**TASK OBJECTIVE:**
Could you lay out every line of the entries below as a JSON list of strings, one string per line, with blank lines left out?

— START OF STORED DATA —

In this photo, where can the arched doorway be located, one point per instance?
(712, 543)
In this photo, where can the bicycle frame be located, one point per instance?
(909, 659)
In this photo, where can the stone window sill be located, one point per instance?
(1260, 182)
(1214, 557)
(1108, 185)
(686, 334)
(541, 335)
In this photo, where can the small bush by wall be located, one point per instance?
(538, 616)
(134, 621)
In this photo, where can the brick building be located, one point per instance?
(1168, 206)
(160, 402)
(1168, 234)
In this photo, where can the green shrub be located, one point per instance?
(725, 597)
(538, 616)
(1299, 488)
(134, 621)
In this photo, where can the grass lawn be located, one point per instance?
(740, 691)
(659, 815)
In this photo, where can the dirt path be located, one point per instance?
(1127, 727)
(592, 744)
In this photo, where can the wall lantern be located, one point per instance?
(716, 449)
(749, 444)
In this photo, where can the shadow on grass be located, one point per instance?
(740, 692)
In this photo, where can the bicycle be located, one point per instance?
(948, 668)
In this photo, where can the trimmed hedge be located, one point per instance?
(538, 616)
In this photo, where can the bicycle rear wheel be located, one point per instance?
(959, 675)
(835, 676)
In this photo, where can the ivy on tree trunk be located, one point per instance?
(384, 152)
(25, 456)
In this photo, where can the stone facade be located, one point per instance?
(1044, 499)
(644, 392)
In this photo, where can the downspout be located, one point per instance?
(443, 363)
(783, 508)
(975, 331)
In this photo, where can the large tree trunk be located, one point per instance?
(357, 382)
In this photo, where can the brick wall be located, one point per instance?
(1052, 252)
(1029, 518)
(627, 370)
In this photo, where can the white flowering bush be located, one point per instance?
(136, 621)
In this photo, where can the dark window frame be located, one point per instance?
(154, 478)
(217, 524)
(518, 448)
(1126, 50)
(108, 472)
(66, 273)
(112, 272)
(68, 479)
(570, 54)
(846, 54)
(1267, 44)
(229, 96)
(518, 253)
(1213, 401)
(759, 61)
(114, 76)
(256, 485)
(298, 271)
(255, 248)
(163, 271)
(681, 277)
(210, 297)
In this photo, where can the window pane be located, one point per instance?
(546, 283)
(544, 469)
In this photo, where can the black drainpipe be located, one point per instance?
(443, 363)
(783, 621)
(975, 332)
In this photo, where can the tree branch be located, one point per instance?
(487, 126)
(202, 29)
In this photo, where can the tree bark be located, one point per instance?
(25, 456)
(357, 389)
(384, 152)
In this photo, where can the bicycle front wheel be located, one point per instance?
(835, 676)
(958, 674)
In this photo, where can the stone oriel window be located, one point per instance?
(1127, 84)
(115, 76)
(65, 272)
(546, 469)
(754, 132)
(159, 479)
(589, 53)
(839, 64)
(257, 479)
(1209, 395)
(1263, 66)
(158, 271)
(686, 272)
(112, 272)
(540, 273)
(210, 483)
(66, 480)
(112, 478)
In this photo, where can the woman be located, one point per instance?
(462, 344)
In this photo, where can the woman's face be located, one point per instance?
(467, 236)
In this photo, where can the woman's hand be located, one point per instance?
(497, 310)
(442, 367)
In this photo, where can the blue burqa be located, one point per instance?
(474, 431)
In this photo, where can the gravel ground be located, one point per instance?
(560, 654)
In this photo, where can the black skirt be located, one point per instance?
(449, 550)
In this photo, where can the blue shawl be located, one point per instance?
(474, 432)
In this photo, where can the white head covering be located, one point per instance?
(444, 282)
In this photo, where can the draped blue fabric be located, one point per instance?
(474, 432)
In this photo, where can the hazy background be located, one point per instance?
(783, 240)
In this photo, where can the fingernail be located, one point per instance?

— END OF STORED DATA —

**ANSWER TO THIS EXERCISE:**
[
  "In this photo, where can the arched doorway be located, one point per instance?",
  "(712, 543)",
  "In this photo, where can the bicycle frame be located, one point per instance?",
  "(909, 659)",
  "In this photo, where can the stone window sill be located, one point per instance?",
  "(1260, 182)",
  "(1214, 557)",
  "(1108, 185)",
  "(686, 334)",
  "(541, 335)",
  "In this photo, where can the small bush by wall be located, one point per instance?",
  "(538, 616)",
  "(134, 621)",
  "In this photo, where can the brick building be located, one point per instance?",
  "(1168, 206)",
  "(160, 402)",
  "(1168, 234)",
  "In this photo, where can the green shrub be located, one point per instance?",
  "(725, 597)",
  "(538, 616)",
  "(1299, 488)",
  "(134, 621)",
  "In this photo, where can the grass lawn be located, one point per instance?",
  "(740, 691)",
  "(659, 815)",
  "In this photo, where can the dirt path be located, one point per instance?",
  "(1127, 727)",
  "(592, 744)",
  "In this photo, where can the wall lantern be located, one point per instance?",
  "(716, 449)",
  "(749, 444)",
  "In this photo, where can the shadow on grass be located, one point per instance?",
  "(740, 692)",
  "In this photo, where can the bicycle be located, one point per instance?",
  "(948, 668)",
  "In this photo, where can the trimmed hedge be located, one point per instance?",
  "(538, 616)",
  "In this photo, where can the bicycle rear wheel be located, one point per instance?",
  "(959, 675)",
  "(835, 676)",
  "In this photo, where can the ivy on tree trunk be located, one point per instance?",
  "(384, 152)",
  "(25, 456)",
  "In this photo, where can the stone facade be located, one point per instance?",
  "(1044, 499)",
  "(644, 392)",
  "In this photo, where can the downspout be located, one point per instance?",
  "(443, 363)",
  "(783, 508)",
  "(975, 331)",
  "In this photo, where can the large tree trunk be located, one point per instance?",
  "(357, 382)",
  "In this photo, where can the brick wall be located, one point per instance?",
  "(1052, 252)",
  "(1029, 518)",
  "(627, 370)",
  "In this photo, where can the white flowering bush be located, one point per instance?",
  "(136, 621)",
  "In this photo, where can the dark window frame be located, one point per instance?",
  "(154, 478)",
  "(217, 524)",
  "(518, 448)",
  "(1126, 50)",
  "(108, 472)",
  "(66, 273)",
  "(112, 272)",
  "(68, 479)",
  "(570, 54)",
  "(846, 54)",
  "(1267, 44)",
  "(229, 96)",
  "(518, 253)",
  "(1213, 401)",
  "(759, 61)",
  "(114, 76)",
  "(256, 485)",
  "(298, 271)",
  "(255, 248)",
  "(163, 271)",
  "(681, 277)",
  "(210, 297)",
  "In this photo, where can the window pane be located, one point per instance?",
  "(546, 283)",
  "(544, 469)",
  "In this photo, where can the black drainpipe be located, one point per instance?",
  "(443, 363)",
  "(783, 621)",
  "(975, 332)",
  "In this photo, where can the tree branch be located, one point per instance?",
  "(487, 126)",
  "(202, 29)",
  "In this photo, where can the tree bark be located, one point per instance?",
  "(25, 456)",
  "(357, 389)",
  "(384, 152)",
  "In this photo, where can the bicycle front wheel be located, one point per instance?",
  "(835, 676)",
  "(958, 674)",
  "In this photo, where can the stone oriel window be located, one point per instance?",
  "(1127, 84)",
  "(115, 76)",
  "(65, 272)",
  "(546, 469)",
  "(754, 132)",
  "(159, 479)",
  "(589, 53)",
  "(839, 64)",
  "(257, 479)",
  "(1209, 395)",
  "(1263, 66)",
  "(158, 271)",
  "(686, 272)",
  "(112, 272)",
  "(540, 273)",
  "(210, 483)",
  "(66, 480)",
  "(112, 478)",
  "In this photo, where can the woman be located, one point per instance?",
  "(462, 344)",
  "In this photo, where can the woman's face be located, one point per instance?",
  "(467, 236)",
  "In this photo, where can the woman's hand be located, one point per instance?",
  "(497, 310)",
  "(442, 367)",
  "In this photo, where can the blue burqa be located, one point per instance?",
  "(474, 431)",
  "In this photo, where can the gravel ground be located, one point per instance?",
  "(560, 654)",
  "In this photo, where can the black skirt be located, one point per instance?",
  "(449, 550)",
  "In this photo, where can the blue shawl be located, one point per instance?",
  "(474, 432)",
  "In this photo, where can the white head covering be located, one point per instance?",
  "(444, 282)",
  "In this photo, where can the draped blue fabric be located, one point per instance?",
  "(474, 432)",
  "In this photo, where can the hazy background be located, one point per instance?",
  "(783, 240)",
  "In this photo, where can the fingernail be located, one point per instance?"
]